▸ **WORK INSTRUCTIONS**
Pull every line of text from the records below and reproduce each one word for word, omitting the pictures.

▸ **ENTRIES SUPPLIED**
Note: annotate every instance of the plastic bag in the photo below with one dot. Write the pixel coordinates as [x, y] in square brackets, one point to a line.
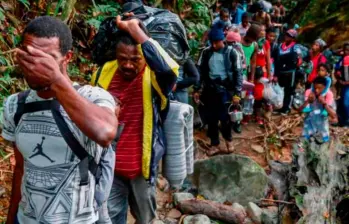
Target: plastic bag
[278, 99]
[273, 93]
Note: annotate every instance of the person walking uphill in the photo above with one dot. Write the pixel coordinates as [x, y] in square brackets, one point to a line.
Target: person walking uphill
[221, 76]
[141, 77]
[316, 57]
[52, 181]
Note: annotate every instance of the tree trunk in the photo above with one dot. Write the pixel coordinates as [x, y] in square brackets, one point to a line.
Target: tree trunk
[67, 10]
[213, 210]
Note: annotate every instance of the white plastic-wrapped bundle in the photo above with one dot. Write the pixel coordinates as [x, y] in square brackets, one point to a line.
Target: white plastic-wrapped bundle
[179, 157]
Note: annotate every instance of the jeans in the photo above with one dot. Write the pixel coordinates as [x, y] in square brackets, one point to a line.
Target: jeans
[287, 80]
[181, 95]
[216, 108]
[137, 194]
[344, 106]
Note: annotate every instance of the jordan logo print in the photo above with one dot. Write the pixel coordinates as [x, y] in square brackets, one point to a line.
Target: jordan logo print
[40, 151]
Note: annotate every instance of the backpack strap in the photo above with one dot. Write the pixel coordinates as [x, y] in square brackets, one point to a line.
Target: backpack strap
[22, 97]
[98, 75]
[87, 163]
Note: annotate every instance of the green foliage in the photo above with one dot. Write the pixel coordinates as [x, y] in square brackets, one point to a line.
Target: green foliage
[26, 3]
[99, 12]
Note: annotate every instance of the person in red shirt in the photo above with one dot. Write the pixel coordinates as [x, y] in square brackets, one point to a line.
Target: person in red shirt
[263, 70]
[316, 57]
[141, 78]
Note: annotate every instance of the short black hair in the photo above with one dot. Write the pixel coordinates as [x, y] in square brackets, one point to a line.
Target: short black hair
[50, 27]
[320, 80]
[223, 11]
[253, 32]
[245, 15]
[271, 29]
[346, 44]
[325, 66]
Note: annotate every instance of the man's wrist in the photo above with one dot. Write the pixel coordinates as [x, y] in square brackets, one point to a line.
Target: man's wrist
[59, 84]
[137, 33]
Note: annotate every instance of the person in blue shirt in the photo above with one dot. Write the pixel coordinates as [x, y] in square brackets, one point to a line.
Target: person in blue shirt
[236, 12]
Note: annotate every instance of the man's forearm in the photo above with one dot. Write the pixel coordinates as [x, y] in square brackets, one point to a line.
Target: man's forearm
[16, 187]
[97, 123]
[330, 111]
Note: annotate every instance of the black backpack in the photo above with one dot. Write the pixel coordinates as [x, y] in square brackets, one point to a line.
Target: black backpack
[287, 61]
[163, 26]
[100, 171]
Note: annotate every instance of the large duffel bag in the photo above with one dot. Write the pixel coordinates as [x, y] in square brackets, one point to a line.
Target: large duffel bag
[164, 26]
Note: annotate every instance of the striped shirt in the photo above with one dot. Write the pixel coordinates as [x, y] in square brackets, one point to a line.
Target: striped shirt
[129, 147]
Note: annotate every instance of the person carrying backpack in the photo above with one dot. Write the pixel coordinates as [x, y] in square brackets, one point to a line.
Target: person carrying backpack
[236, 12]
[141, 76]
[287, 60]
[61, 134]
[221, 77]
[315, 58]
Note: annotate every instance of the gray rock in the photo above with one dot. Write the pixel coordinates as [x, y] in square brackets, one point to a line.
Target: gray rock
[270, 215]
[277, 179]
[197, 219]
[171, 221]
[178, 197]
[232, 178]
[254, 212]
[157, 222]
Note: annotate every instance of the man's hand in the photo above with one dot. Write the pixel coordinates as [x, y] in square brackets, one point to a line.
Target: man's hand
[125, 25]
[132, 27]
[311, 98]
[38, 67]
[196, 97]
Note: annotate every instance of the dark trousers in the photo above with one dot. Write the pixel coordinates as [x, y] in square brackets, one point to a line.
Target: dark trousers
[287, 80]
[216, 107]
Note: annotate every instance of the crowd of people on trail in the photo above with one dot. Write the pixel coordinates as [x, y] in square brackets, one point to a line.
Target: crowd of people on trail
[84, 154]
[254, 65]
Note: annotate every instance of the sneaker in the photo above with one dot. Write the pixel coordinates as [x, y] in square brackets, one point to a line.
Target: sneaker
[237, 128]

▸ **SOLVED PROBLEM**
Note: annotate every instance of the plastic bag in the photo below with one dot. Write the pixel coordinates as [x, y] in square brackets, one point to a line.
Target: plastic bag
[278, 99]
[273, 93]
Note: annotate every instance of the person walking uphill in the photo above with one dot. Write the pixel coordinates as [x, y] in square brackets, one point to a line.
Target: person walking uphill
[221, 76]
[141, 77]
[316, 57]
[52, 181]
Note: annotate every instance of the tree trunk in the photo above with one dot. Write the pixel coordinates as [x, y] in square brackets, one point to a line.
Target: tree trunk
[67, 10]
[213, 210]
Note: annotate every instance of the white plastic-wrapped bundle in the photo above with one dot. Write the pixel coordinates as [x, y] in square brackets, one point to a line.
Target: white plastic-wrapped bundle
[179, 157]
Note: annotate every instance of the jeans in the photo above with one dot. Write the pixel coordinates as [x, y] in square brackets, one point to a line.
Target: jeans
[287, 80]
[181, 95]
[216, 108]
[137, 194]
[344, 106]
Note: annotate every instance of the jordan logo print in the photo above with one dot. Write the pixel coordinates as [x, y] in square brackets, one point to a line.
Target: jordan logo print
[40, 151]
Note: annotate every instance of the backpack strap in the photo above with one dot. Write the pixel coordinates as [x, y] in square brackets, one point to a line.
Target: backpack strap
[22, 97]
[98, 75]
[87, 163]
Note: annotate every instance of the green foliage in the photo above with one dot. Write the pixel coordinates as [x, y] in square brackets, one point to a line.
Target: green foliage
[26, 3]
[99, 12]
Note: annotate every instance of the person in red shirt in the photo above with one dot. Write the pixel coordinates as [x, y] in square brackets, one point to a line.
Target: person in red shirt
[263, 70]
[316, 57]
[141, 78]
Note: annotate every instance of the short black hair in the photo above with one dot. Write the pixel coordinates as [x, y] in square brackets, one point to a line.
Target: short black hair
[50, 27]
[320, 80]
[223, 11]
[253, 32]
[245, 15]
[271, 29]
[346, 44]
[325, 66]
Note: annotate every instance of the man's wrist in the photo above with one dot. Write the pixel coordinates as [x, y] in square brackets, one point to a line.
Target: man's wrist
[59, 84]
[137, 33]
Note: annotate every instance of the person in blue shirt in the photo above with one dot. Write the pixel coordinates as [x, y] in square brackets, one point to a line.
Target: person in blue shirt
[236, 12]
Note: annotate every instance of the man's forearm in the photo above with one dot. Write the pixel coordinates as [x, y] in square brackets, one point to a line.
Target: man's forearm
[16, 187]
[97, 123]
[330, 111]
Note: annotate every instance of the black backpack in the photo above with one dot. Write the pixel coordinates as [x, y] in square brackets, one point to a line.
Target: black backpack
[287, 61]
[163, 26]
[100, 171]
Note: annotate every instance of the large duffel bag in the photo above with one dot. Write the pixel coordinates as [x, y] in square brackets, one point to a line.
Target: large duffel bag
[164, 26]
Note: annotate every instance of the striped shirt in the photo above with one dot. Write the pixel coordinates as [x, y] in square brackets, one point to a line.
Target: striped shirt
[129, 147]
Note: annotate every instance of the person carrying backpack in the photo above with one dot. Write the pixel coordinates as [x, y] in square brackets, one point to a line.
Target: person carrying backpack
[236, 12]
[141, 76]
[287, 60]
[61, 134]
[221, 77]
[315, 58]
Note: annotate every instance of the gray rock in the photo above with one dot. Write the pixel coordinates as [x, y] in square brackets, one point to a line.
Target: gray rock
[270, 215]
[277, 179]
[197, 219]
[171, 221]
[178, 197]
[232, 178]
[254, 212]
[157, 222]
Note: annotate every instance of the man's hand in the photo above with one dot. Write the pixel coordinates as [x, y] in square brackets, one point to a line.
Target: man's hand
[125, 25]
[132, 27]
[311, 98]
[38, 67]
[196, 97]
Note: annotate every instance of the dark trousers in the photo above with one dot. Write the pixel coordinates as [x, y] in square brackets, one point to a line.
Target: dark trousers
[287, 80]
[216, 107]
Note: annotate every instance of the crowd of people on trail in the photo above with one dot. Write the pixel coordinates as [x, y] in square brackets, one point to a line.
Target: crowd of people on trail
[84, 154]
[254, 65]
Note: annotate every instance of the sneaker in the photo above with one dot. Write the pixel coordinates as [x, y] in square brackets, one point to a line.
Target: sneaker
[237, 128]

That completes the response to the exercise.